__Kaynak belge__:

Tabii ki hükümet halk hareketine çamur atmak amacıyla “faiz lobisi” söylemine sıkça başvurduğu diye böylesi bir toplantıyı engellemesini beklemek söz konusu değil. Ancak durum bunun da ötesinde. Ekonomi Bakanlığı, Başbakanlık Hazine Müsteşarlığı, Merkez Bankası (TCMB) gibi devletin en üst düzey kurumları da katılımcılar arasında. Bu sene dördüncüsü düzenlenen zirvede Bakanların da gelip konuşma yapacağı duyuruluyor. Başbakan Yardımcısı ve Ekonomi Bakanı’nın yanı sıra Başbakan Başdanışmanı Erol, TCMB Başkanı, Hazine Müsteşarı, Sermaye Piyasası Kurulu Başkanı toplantıya katılacak “devletli” isimlerden sadece bazıları. İktidarın resmi yayın organı haline gelen Anadolu Ajansı Zirve’nin resmi iletişim ajansı görevini üstlenirken, uluslararası medya partneri ise bir başka dış mihrak “CNBC”.
Yani özetle birbirlerine düşmüş gibi görünen kesimler, beraber tartışacaklar, küresel ekonomik krizin sarsıntıları yeniden şiddetlenirken “çareler” arayacaklar. “Sürdürülebilir büyüme” için kentlerin yağmasının, işçilerin kölece çalıştırılmasının, doğanın talanının önündeki engelleri kaldırmanın öneminden bahsedecekler. Finansal balonlarının ancak bu şekilde şişirilebileceğini süslü, teknik ifadelerle sonuç metnine yazacaklar. Başbakanın milyonlar önünde attığı hamasi nutuklar sürerken, iktidar ve “faiz lobisi” bir günlüğüne 600 dolar verilerek izlenebilen toplantılarda “gerçekleri” konuşacak.

__Sağlanan bilgiler__:
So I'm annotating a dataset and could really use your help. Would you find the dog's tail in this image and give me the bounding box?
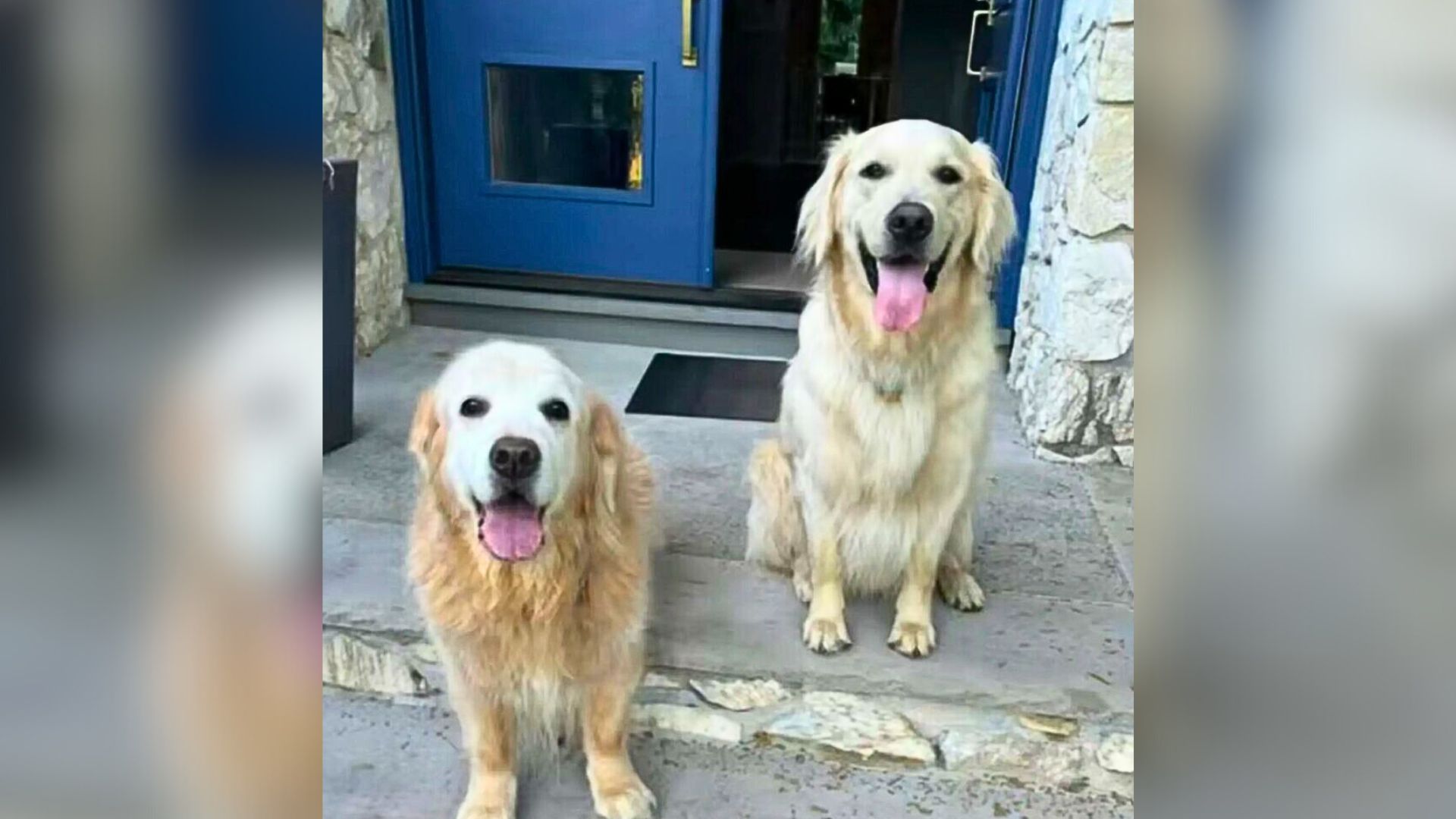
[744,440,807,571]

* * *

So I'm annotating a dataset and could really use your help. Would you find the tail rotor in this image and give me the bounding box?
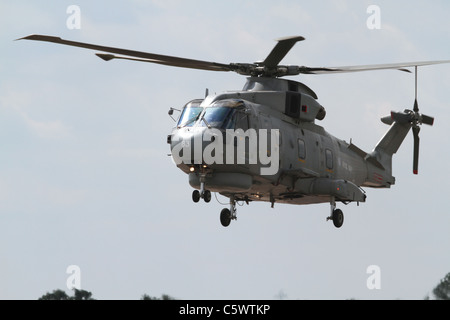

__Verilen görev 1__:
Zirve hakkındaki metne göre toplantının resmi iletişim ajansı görevini hangi kurum üstleniyor?
__Verilen görev 2__:
Zirve hakkındaki metinde toplantıya katılacağı belirtilen devlet görevlilerini sırala.
__Verilen görev 3__:
Zirve hakkındaki metni son cümlesinden itibaren devam ettir.

__Çıktı 1__:
Anadolu Ajansı

__Çıktı 2__:
- Başbakan Yardımcısı
- Ekonomi Bakanı
- Başbakan Başdanışmanı Erol
- TCMB Başkanı
- Hazine Müsteşarı
- Sermaye Piyasası Kurulu Başkanı

__Çıktı 3__:
Dünyanın en büyük beş zirvesi arasında olması hedeflenen bu kadar iddialı bir organizasyonu, Yedi24 Organizasyon ve PGlobal Küresel Danışmanlık ve Eğitim Hizmetleri unvanlı iki şirket örgütlüyor. Ankara merkezli bu iki şirketin çaplarına bakıldığında şaşırtıcı bir manzarayla karşılaşılıyor. PGlobal’in toplam sermayesi sadece 100 bin lira ve ortaklarına bakıldığında tam bir küçük ölçekli aile şirketi görünümünde. Saadet Partisi’nin eski Genel Başkan Yardımcısı olan Ertan Yülek’in oğlu Murat Yülek ve gelini Elif Yülek şirketin iki ortağı olarak görünüyor. Bu ikilinin eski ortaklarından ve MÜSİAD’ın önemli isimlerinden Hüdayi Çakır, hisselerini 2013 Şubat’ında Murat Yülek’e devrettikten sonra şirket tam bir aile şirketine dönüşmüş. Bu aile şirketinin danışmanlık ve eğitim hizmeti verdiği kurumlar arasında Hazine, Halkbank, Özelleştirme İdaresi, TCDD ve Başbakanlık Yatırım Destek ve Kalkınma Ajansı ve Atatürk Üniversitesi gibi kamu kurumları dikkat çekiyor. Bunlara ne gibi bir danışmanlık ve eğitim hizmeti verdiğini bir başka yazıya bırakıp, Hüdayi Çakır ile Elif Yülek’in ortak oldukları bir diğer şirket olan Semih Ofset’in de 2009’da da 4 milyon 671 bin TL’lik Milli Eğitim kitaplarını basım işini aldığına dikkat çekelim.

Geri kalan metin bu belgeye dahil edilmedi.